Dataset records:
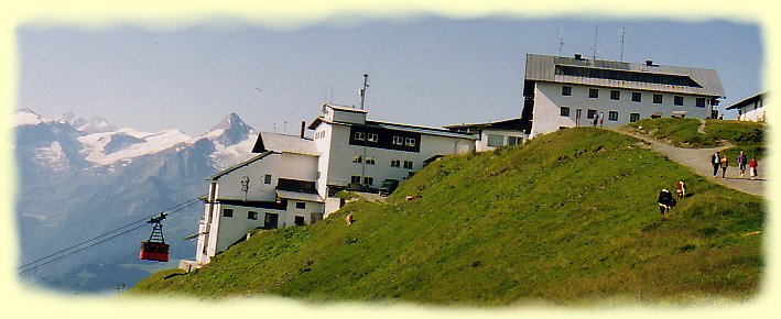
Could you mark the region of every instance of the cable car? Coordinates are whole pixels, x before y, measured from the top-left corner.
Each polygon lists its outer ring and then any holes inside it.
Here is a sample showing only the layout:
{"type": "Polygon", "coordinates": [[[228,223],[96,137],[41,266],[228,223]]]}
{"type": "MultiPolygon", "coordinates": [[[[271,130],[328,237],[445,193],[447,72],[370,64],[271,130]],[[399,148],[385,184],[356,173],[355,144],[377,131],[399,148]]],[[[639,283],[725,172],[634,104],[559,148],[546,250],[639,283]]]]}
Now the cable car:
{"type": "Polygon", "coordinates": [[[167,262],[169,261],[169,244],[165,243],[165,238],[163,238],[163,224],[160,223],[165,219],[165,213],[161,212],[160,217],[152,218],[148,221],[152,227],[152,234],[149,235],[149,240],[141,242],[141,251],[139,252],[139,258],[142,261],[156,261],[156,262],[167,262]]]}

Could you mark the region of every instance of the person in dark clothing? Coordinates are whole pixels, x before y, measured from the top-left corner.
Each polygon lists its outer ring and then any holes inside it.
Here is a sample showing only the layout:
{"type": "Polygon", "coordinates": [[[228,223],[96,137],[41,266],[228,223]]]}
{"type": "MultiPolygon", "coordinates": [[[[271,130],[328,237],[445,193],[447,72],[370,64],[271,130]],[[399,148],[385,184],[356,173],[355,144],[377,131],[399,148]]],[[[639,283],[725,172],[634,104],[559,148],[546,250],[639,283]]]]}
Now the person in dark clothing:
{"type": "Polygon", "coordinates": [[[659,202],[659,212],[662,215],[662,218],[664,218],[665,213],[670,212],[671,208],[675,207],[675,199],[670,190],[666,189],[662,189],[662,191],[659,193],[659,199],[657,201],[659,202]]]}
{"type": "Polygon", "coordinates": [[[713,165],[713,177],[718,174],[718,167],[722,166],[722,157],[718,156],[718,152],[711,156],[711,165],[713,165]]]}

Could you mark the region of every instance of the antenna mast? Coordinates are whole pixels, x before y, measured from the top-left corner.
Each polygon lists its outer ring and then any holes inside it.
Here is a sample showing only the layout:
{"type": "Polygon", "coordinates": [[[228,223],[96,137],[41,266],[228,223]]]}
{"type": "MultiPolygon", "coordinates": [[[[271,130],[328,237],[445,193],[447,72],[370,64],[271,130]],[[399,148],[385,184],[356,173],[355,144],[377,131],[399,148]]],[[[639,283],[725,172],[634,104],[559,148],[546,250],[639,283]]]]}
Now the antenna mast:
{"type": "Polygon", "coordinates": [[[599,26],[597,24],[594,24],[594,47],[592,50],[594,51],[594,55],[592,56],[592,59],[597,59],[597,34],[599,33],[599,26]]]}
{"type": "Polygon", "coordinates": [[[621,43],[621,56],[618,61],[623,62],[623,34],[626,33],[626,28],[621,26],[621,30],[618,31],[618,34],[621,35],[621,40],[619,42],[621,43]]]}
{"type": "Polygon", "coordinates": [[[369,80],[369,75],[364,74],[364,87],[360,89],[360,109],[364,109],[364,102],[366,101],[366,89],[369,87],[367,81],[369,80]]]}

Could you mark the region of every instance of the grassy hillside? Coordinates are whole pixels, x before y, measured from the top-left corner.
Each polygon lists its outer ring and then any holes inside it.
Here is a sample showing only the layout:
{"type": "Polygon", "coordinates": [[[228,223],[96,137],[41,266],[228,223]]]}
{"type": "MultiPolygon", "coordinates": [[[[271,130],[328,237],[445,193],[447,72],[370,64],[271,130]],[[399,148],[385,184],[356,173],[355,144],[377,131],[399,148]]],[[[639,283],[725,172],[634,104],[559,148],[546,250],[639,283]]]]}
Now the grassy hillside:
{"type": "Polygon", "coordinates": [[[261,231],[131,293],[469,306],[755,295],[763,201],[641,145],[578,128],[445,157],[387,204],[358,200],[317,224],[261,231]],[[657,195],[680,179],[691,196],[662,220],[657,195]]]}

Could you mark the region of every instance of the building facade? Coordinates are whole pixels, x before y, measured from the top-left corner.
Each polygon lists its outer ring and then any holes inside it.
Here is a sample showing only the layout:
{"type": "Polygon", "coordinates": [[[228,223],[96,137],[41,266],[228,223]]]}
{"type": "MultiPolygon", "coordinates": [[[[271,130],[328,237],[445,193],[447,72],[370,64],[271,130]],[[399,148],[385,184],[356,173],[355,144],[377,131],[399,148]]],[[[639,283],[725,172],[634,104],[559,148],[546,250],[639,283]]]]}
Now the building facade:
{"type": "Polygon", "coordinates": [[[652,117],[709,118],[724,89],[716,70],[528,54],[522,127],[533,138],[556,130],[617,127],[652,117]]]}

#### Goal of the exercise
Give back exactly the lines that run from the line with "Could you mark the region of every instance of the grassy" through the close of the material, counting both ends, and nothing more.

#### The answer
Could you mark the region of every instance of the grassy hillside? Coordinates are whole pixels, x before y, measured from the top-left corner.
Each polygon lists its outer ring and then any holes inside it.
Here is a sample showing only the layout:
{"type": "Polygon", "coordinates": [[[228,223],[96,137],[41,266],[228,223]]]}
{"type": "MultiPolygon", "coordinates": [[[[271,130],[328,237],[445,193],[447,72],[370,64],[271,130]],[[399,148],[385,184],[356,173],[355,144],[377,131],[399,148]]],[[[639,283],[725,172],[634,104],[559,148],[546,250],[639,283]]]]}
Now the grassy hillside:
{"type": "Polygon", "coordinates": [[[261,231],[131,293],[469,306],[755,295],[763,201],[641,145],[578,128],[445,157],[387,204],[358,200],[317,224],[261,231]],[[657,195],[680,179],[691,196],[662,220],[657,195]]]}

Could you mark the region of every instance of the building facade? Coordinates are whole pixels, x before y, measured from the top-left corner.
Each polygon lists its outer ring and then any holes inside it.
Here is a sample showing only the layout:
{"type": "Polygon", "coordinates": [[[228,223],[96,137],[41,266],[228,223]]]}
{"type": "MultiPolygon", "coordinates": [[[[271,130],[328,237],[445,193],[447,72],[370,64],[271,130]],[[399,148],[385,184],[356,173],[355,144],[377,131],[399,148]]],[[[639,283],[725,172],[634,104],[559,148],[546,250],[639,283]]]]}
Now the building facade:
{"type": "Polygon", "coordinates": [[[652,117],[709,118],[724,89],[716,70],[528,54],[522,127],[533,138],[556,130],[617,127],[652,117]]]}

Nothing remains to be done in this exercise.